§ **EXERCISE**: Among the entries below, find the lines with the word "alligator" and return them.
----------
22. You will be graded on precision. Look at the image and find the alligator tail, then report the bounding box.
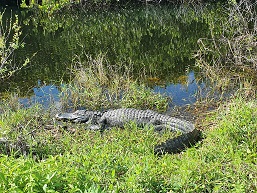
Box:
[154,129,202,155]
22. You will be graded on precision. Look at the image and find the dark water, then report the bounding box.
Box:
[0,5,210,108]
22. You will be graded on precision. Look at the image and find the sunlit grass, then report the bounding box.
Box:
[0,97,256,192]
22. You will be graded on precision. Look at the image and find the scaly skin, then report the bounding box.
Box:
[55,108,201,154]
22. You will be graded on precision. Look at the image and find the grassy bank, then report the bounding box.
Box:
[0,97,256,192]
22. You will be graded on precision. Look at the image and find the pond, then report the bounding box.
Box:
[0,5,211,109]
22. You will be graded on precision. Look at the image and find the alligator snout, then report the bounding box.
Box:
[55,112,89,123]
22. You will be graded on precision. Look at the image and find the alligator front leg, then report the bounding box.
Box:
[99,118,110,133]
[88,125,101,130]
----------
§ **EXERCISE RESPONSE**:
22. You will be graded on precision. Look at the image and find the alligator tail, then report the bounding box.
22. You will be graded on precision. Look at the image and find the alligator snout, then report the bounding box.
22. You will be graded on precision. Look at the image and find the alligator front leg, then report the bounding box.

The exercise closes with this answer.